> _WHAT IS BEING ASKED_
Please repeat the listing below exactly, but do not include its pictures.
[PROVIDED DATA — start]
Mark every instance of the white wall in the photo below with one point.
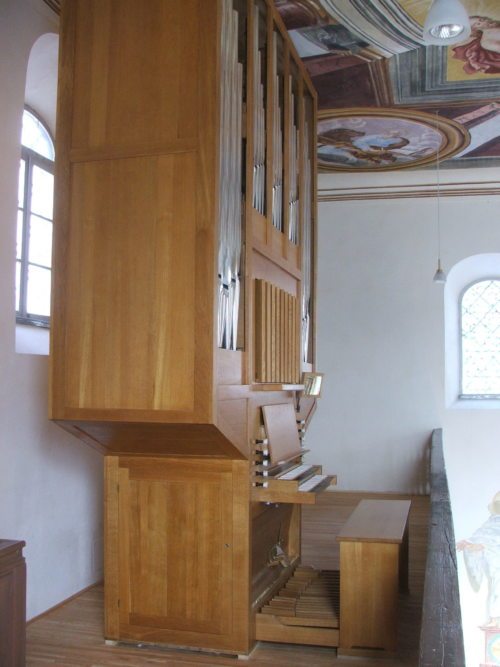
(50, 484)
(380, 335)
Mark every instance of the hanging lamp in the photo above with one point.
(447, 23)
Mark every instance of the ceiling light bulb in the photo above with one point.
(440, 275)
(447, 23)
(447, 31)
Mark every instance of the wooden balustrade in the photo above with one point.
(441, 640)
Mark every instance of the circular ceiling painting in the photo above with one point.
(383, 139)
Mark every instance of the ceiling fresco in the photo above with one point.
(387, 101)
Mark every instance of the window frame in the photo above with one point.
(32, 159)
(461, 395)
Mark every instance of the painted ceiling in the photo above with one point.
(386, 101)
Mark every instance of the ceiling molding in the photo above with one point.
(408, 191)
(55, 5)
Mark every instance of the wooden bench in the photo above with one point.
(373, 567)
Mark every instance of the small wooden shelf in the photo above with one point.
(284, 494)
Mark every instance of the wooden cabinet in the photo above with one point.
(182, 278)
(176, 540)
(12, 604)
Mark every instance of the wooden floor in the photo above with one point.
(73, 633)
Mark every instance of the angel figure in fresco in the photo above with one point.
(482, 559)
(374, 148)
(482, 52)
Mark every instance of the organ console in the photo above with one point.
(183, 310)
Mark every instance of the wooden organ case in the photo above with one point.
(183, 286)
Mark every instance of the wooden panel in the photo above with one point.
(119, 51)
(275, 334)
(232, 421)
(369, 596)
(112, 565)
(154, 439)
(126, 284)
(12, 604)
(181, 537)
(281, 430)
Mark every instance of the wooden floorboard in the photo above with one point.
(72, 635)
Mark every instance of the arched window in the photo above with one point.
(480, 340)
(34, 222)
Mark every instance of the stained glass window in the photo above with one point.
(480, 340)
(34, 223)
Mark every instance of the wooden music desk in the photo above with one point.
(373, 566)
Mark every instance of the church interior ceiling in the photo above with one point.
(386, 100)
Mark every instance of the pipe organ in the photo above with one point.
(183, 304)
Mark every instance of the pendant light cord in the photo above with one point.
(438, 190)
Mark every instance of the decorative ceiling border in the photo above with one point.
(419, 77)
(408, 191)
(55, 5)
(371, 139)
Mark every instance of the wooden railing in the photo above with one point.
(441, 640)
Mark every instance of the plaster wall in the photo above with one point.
[PROVIDED DATA — finish]
> _ANSWER TO THE EXERCISE_
Mark every instance of the white wall in the photo below with one point.
(50, 484)
(380, 335)
Mark every instance of the hanging lamp in the photo above with one point.
(447, 23)
Mark every instance of the ceiling light bulb in the photo above with one point.
(440, 275)
(447, 23)
(447, 31)
Mark every instance of the wooden balustrade in the photo above with one point.
(441, 640)
Mark every instance of the circular ceiling painting in the photo above with one point.
(383, 139)
Mark every instance of the ceiling fresco in the photo above with one point.
(387, 101)
Mark every instance of the window frame in the photo above with one point.
(32, 159)
(461, 395)
Mark every instance of the painted ceiling in the photo above with one point.
(386, 101)
Mark every instance of the ceiling molding in the photo above with one point.
(408, 191)
(55, 5)
Mark every instance of the wooden bench in the photo above with one point.
(373, 567)
Mark every instance of the small wooden shelf in the photo above with one point.
(284, 494)
Mark every instance of the wooden cabinet in the photo above with one point.
(182, 278)
(176, 540)
(12, 604)
Mark every instance of the wooden floor in the photo above with one point.
(73, 633)
Mark every instance of the angel figure in fresco in the photo above with one point.
(482, 559)
(374, 148)
(482, 52)
Mark every instance of the organ console in the photo above with one point.
(183, 310)
Mark every instance of the wooden organ case in the photo above with one point.
(183, 286)
Mark every instance of the wooden panel in the photo above with one point.
(119, 51)
(275, 334)
(232, 421)
(369, 596)
(112, 565)
(154, 439)
(126, 284)
(12, 604)
(181, 537)
(281, 430)
Mark every instance of the wooden floorboard in the photo above with one point.
(72, 635)
Mark every instance of the arched window in the photo above with one point.
(480, 340)
(34, 222)
Mark every instance of the stained glass window in the photo above with one point.
(480, 340)
(34, 223)
Mark every instance of the wooden music desk in the photo above with one point.
(373, 566)
Mark every instance of the church interior ceiling in the photo above with one point.
(386, 100)
Mark every instance of the pipe organ in the photo above with one point.
(183, 304)
Mark every instance of the pendant light cord in the photo above with one point.
(438, 190)
Mark every instance of the decorative ceiling border in the photo above with one point.
(419, 77)
(408, 191)
(55, 5)
(371, 139)
Mark every instance of the wooden railing in the photo above with one point.
(441, 640)
Mark every instance of the plaster wall in the photo above with one point.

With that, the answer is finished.